▸ Task directions: Reproduce everything from the line containing "target | silhouetted tree" down to the end of the entries, both ends included and the requests kept. Multiply every point coordinate in the answers by 0.7, rounding to whole numbers with halves rounded up, and leave the pictures out.

▸ Material shown:
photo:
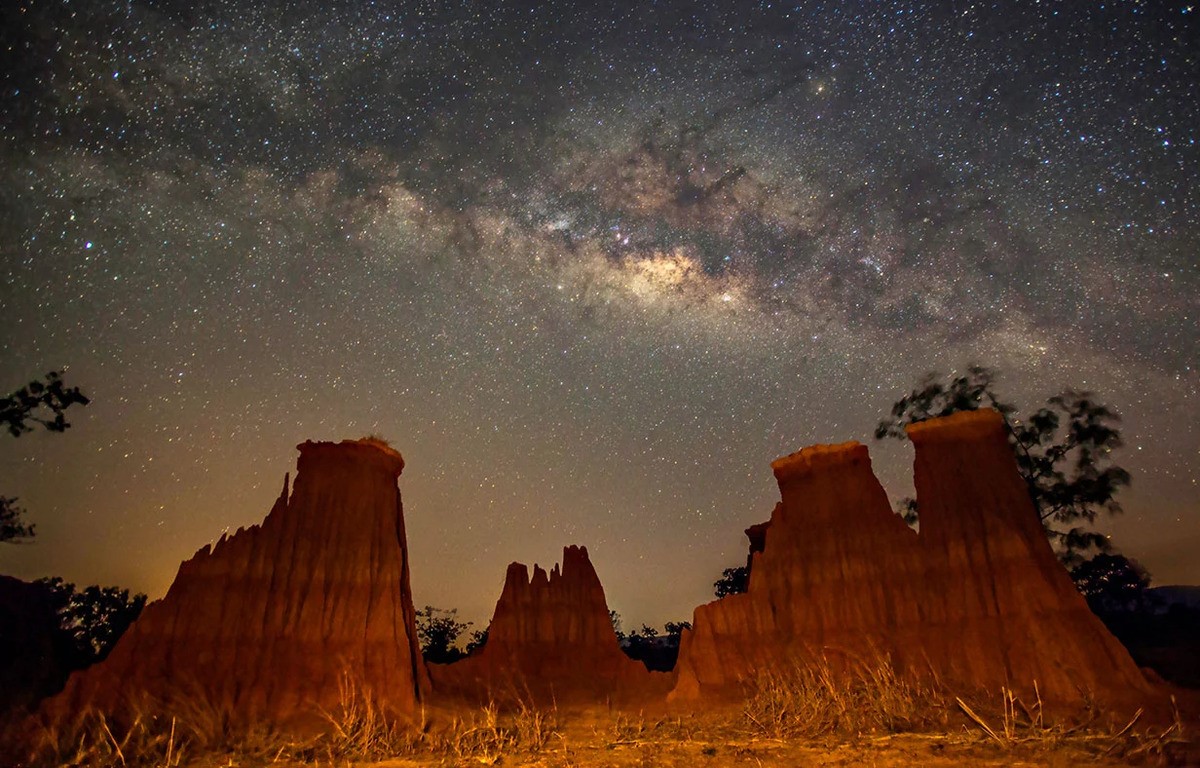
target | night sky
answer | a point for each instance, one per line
(589, 270)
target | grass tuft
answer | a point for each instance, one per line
(816, 699)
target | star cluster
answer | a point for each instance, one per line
(589, 269)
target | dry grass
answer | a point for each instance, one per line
(816, 699)
(796, 715)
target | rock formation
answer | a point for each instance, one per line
(977, 598)
(265, 624)
(551, 639)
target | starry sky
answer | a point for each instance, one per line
(591, 269)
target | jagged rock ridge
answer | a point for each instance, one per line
(265, 624)
(551, 639)
(977, 598)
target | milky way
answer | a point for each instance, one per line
(589, 270)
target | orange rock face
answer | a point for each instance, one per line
(977, 598)
(265, 624)
(551, 639)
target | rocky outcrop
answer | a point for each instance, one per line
(268, 623)
(977, 598)
(551, 639)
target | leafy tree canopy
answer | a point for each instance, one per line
(94, 617)
(1063, 453)
(732, 581)
(1111, 583)
(438, 631)
(40, 402)
(37, 402)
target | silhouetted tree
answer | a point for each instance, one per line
(438, 631)
(34, 403)
(1111, 583)
(732, 581)
(11, 526)
(616, 625)
(94, 618)
(1062, 453)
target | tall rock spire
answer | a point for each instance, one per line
(977, 597)
(267, 623)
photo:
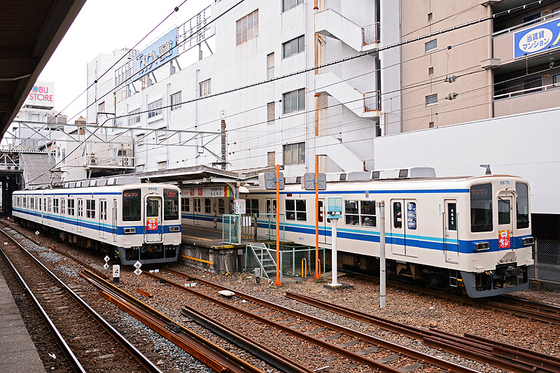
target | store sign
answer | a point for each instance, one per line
(221, 191)
(42, 94)
(157, 54)
(504, 239)
(536, 39)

▸ Response below:
target | silhouetted tree
answer | a point for each instance, one per line
(307, 442)
(24, 282)
(778, 408)
(512, 407)
(8, 368)
(431, 438)
(66, 433)
(743, 317)
target | tall rock spire
answer | a point for each instance, one per line
(684, 418)
(187, 436)
photo:
target | store sign
answer | a point for each instance, one per line
(155, 134)
(29, 66)
(110, 38)
(353, 167)
(375, 27)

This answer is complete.